§ **Required actions**:
**1.** Retype the thread on RLlib's squashed Gaussian sampling, everything from "However, it seems" down to "that they differ.".
**2.** In the entries below, echo everything from the line containing "Pick out one point on every instance of the green" down to the line containing "[(383, 88)]", both of those lines included.

§ **Source**:
>> start

Malformed "reparameterization trick" in squashed gaussian

How severe does this issue affect your experience of using Ray?

  • None: Just asking a question out of curiosity

So I’ve been doing a lot of debugging with SAC recently and one thorn that sticks in my side is how RLlib employs the “reparameterization trick” for squashed gaussian.

Everywhere I see the trick mentioned it is defined as:

$a = \tanh ({\mu_\theta + \sigma_\theta\odot\xi})$ where $\xi\thicksim N(0,I)$, then mapping to $[low,high]$

However, it seems like RLlib just does:

$a = \tanh ({a_n})$ where $a_n\thicksim N(\mu_\theta,\sigma_\theta\odot I)$ then mapping to $[low,high]$

Can anyone elucidate how these two are functionally the same? What’s interesting is that even though they are ostensibly not using the “reparameterization trick” it seems like SAC still works with automatic differentiation

Hi @grrsausage can you file a github issue for this, please?

It would be great if you could provide a script that demonstrates that the SAC loss we provide is “wrong”. Call it and the “correct” implementation with the same inputs and show that they differ.

This might need some discussion.

So sorry for the delay, @arturn ! I will open an issue now

>> end

Raw records
>> start

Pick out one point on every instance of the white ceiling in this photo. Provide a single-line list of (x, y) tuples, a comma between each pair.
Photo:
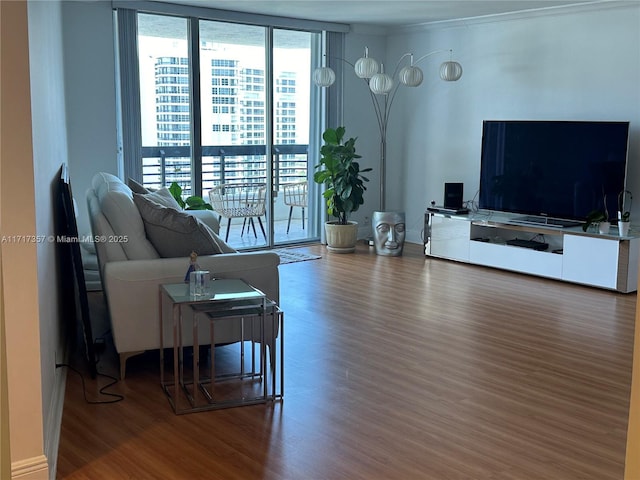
[(387, 13)]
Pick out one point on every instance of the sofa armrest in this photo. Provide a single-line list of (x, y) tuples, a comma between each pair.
[(132, 290)]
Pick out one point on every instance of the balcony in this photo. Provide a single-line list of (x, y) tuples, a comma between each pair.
[(235, 164)]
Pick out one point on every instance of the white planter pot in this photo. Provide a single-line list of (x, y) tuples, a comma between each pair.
[(341, 238)]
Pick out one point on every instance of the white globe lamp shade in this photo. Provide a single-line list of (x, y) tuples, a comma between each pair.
[(450, 71), (324, 77), (381, 84), (410, 76), (366, 67)]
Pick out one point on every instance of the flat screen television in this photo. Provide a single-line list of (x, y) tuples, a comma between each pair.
[(553, 169)]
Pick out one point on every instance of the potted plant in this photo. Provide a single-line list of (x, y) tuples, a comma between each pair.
[(340, 173), (624, 212), (599, 218)]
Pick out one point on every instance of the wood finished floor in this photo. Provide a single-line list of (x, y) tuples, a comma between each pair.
[(395, 368)]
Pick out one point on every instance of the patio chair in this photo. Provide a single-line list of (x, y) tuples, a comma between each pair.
[(295, 195), (244, 200)]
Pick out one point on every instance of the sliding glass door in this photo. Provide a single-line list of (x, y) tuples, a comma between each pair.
[(227, 108)]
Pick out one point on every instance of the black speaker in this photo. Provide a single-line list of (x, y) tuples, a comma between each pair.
[(453, 193)]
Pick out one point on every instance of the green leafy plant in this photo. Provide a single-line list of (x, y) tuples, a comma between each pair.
[(190, 203), (340, 173), (624, 210)]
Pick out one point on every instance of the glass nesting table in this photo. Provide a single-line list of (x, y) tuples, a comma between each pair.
[(227, 346)]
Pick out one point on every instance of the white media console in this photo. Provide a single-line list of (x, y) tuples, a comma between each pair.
[(572, 255)]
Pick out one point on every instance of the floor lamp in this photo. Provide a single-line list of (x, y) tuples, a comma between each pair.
[(383, 88)]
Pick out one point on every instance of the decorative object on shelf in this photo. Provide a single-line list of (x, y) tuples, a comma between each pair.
[(388, 233), (190, 203), (386, 86), (624, 212), (344, 188)]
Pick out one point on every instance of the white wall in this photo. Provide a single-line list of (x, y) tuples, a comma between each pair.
[(583, 65), (89, 67)]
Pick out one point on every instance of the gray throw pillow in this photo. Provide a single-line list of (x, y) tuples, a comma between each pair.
[(176, 233)]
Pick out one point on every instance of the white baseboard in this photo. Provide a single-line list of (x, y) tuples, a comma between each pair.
[(35, 468)]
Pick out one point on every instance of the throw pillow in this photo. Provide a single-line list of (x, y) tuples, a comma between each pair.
[(175, 233)]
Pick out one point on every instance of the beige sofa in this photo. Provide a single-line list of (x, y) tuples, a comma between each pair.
[(132, 269)]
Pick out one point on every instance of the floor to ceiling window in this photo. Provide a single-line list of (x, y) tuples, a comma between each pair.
[(225, 108)]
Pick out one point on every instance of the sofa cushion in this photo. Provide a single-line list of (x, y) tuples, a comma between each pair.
[(163, 197), (116, 203), (176, 233)]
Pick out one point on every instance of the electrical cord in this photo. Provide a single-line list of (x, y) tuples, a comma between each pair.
[(116, 397)]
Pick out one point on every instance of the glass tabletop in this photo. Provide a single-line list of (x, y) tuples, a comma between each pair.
[(221, 289)]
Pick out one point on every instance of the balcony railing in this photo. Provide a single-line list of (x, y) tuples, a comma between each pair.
[(223, 164)]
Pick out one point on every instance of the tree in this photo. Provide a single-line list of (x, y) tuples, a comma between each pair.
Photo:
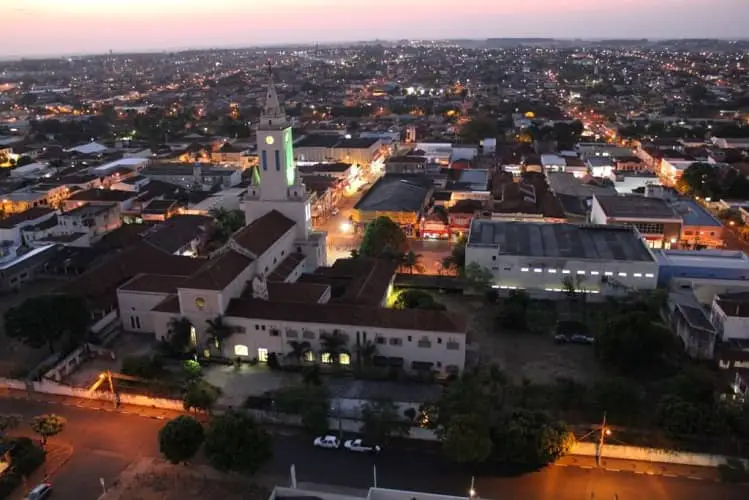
[(235, 442), (466, 439), (298, 349), (383, 238), (8, 422), (218, 330), (412, 261), (200, 396), (180, 335), (416, 299), (47, 426), (334, 344), (636, 345), (529, 437), (51, 320), (381, 420), (478, 277), (180, 439)]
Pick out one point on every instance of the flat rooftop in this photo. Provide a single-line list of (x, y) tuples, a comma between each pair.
[(636, 207), (570, 241), (396, 193)]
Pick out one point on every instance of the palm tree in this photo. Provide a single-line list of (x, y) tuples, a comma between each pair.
[(298, 349), (180, 334), (334, 344), (218, 331), (411, 261), (365, 353)]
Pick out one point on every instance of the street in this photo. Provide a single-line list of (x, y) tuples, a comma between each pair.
[(106, 442)]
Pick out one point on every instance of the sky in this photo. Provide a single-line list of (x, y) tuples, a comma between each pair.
[(70, 27)]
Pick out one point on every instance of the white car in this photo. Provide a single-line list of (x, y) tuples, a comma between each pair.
[(40, 492), (360, 446), (331, 442)]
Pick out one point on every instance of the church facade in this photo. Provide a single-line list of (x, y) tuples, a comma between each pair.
[(270, 286)]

>> end

§ **Answers to the problems**:
**1.**
However, it seems like RLlib just does:

$a = \tanh ({a_n})$ where $a_n\thicksim N(\mu_\theta,\sigma_\theta\odot I)$ then mapping to $[low,high]$

Can anyone elucidate how these two are functionally the same? What’s interesting is that even though they are ostensibly not using the “reparameterization trick” it seems like SAC still works with automatic differentiation

Hi @grrsausage can you file a github issue for this, please?

It would be great if you could provide a script that demonstrates that the SAC loss we provide is “wrong”. Call it and the “correct” implementation with the same inputs and show that they differ.

**2.**
Pick out one point on every instance of the green leafy plant in this photo. Provide a single-line list of (x, y) tuples, a comma between each pair.
[(190, 203), (340, 173), (624, 210)]
Pick out one point on every instance of the glass nesting table in this photo. Provide a single-line list of (x, y) tuples, a comma between each pair.
[(227, 346)]
Pick out one point on every instance of the white media console in this photo. Provide a single-line list of (x, y) tuples, a comma between each pair.
[(572, 255)]
Pick out one point on every instance of the floor lamp in this photo. Provide a single-line list of (x, y) tuples, a comma between each pair.
[(383, 88)]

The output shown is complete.